§ **Work to do**: Your task is to output the entries below word for word.

Location annotation dataset excerpts:
+ + +

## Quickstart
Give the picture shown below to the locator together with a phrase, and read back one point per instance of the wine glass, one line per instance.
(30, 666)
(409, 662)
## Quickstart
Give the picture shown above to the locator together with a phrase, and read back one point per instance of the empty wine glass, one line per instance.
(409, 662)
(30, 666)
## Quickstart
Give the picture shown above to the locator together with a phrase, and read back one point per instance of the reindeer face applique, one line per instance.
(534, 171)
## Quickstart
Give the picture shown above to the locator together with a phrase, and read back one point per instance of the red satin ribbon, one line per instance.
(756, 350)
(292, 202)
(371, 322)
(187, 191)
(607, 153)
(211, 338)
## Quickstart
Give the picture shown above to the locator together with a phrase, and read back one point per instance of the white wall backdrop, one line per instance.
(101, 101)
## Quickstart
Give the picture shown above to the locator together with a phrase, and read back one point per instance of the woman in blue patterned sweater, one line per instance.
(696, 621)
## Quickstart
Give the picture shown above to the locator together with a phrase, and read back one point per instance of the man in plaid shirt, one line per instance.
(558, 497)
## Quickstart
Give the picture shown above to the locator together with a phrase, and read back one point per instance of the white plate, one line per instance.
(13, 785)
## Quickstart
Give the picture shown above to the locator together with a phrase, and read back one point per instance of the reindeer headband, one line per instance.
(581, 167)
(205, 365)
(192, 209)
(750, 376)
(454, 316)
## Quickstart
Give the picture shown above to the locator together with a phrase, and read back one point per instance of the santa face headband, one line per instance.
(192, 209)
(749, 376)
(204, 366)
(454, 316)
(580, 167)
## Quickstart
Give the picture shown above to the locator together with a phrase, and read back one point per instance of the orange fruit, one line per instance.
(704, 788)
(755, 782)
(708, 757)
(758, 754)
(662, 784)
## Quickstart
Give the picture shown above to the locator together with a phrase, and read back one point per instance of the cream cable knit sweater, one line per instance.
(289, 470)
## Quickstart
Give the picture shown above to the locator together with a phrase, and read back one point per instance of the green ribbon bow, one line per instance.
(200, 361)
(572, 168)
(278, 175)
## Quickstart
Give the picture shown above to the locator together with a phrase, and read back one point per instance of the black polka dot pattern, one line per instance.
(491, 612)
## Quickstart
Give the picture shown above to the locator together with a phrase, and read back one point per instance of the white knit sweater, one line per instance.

+ + +

§ **Response below**:
## Quickstart
Give the picture shown below to the locator together with a phrase, and read back one point per instance of the wine glass, one line per instance.
(30, 666)
(409, 662)
## Quickstart
Give the picture shown above to the locator together with a phrase, and read back one point per instance of the empty wine glass, one line per instance.
(409, 662)
(30, 666)
## Quickstart
Give the picture shown above to the locator together with a phrase, and read back one point per instance of the reindeer face applique, one line per instance.
(534, 171)
## Quickstart
Give the picture shown above to the locator together with a phrase, and read back one point per instance of the red satin ribbon, one line per instance.
(756, 350)
(292, 202)
(371, 322)
(187, 191)
(607, 153)
(211, 338)
## Quickstart
Give the picture shown above to the locator together with a phrase, and read back one point per instance of the white wall backdrop, one line per instance.
(101, 101)
## Quickstart
Give the picture shown above to the locator together with a phrase, and read back one point per instance of the woman in blue patterned sweater, one line per instance.
(696, 621)
## Quickstart
Give the picture shown above to the locator together with a phrase, and read back one point per instance of the man in plaid shirt, one line per instance.
(558, 497)
## Quickstart
Give the picture shown above to the locator together with a phrase, and read back one point per instance of the white plate, one line per instance.
(13, 785)
## Quickstart
Give the picture shown above to the locator together with a phrase, and read back one point per instance of the reindeer headband, one line per instance.
(581, 167)
(205, 365)
(192, 209)
(750, 376)
(454, 316)
## Quickstart
Give the picture shown above to the locator together with a phrase, and read back one point per instance of the santa face headband, one line per instance.
(192, 209)
(749, 376)
(204, 366)
(454, 316)
(580, 167)
## Quickstart
Give the picture shown above to the locator together with a phrase, and read back one point per instance of the orange fruit, one line per instance.
(704, 788)
(755, 782)
(708, 757)
(758, 754)
(662, 784)
## Quickstart
Give the picture shown above to the locator together with a phrase, and read back one point per instance of the cream cable knit sweater, one line per instance.
(289, 470)
## Quickstart
Give the picture shown above to the locator together with a phrase, and read back one point per instance of the green ribbon bow, one line per instance.
(200, 361)
(572, 168)
(278, 175)
## Quickstart
Give the picture shown above to the locator together with a phrase, and read back one point per instance of the black polka dot pattern, one line per instance.
(491, 612)
## Quickstart
Give the picture shown above to the locator together with a phrase, and read back one point per instance of the white knit sweater, one line per instance.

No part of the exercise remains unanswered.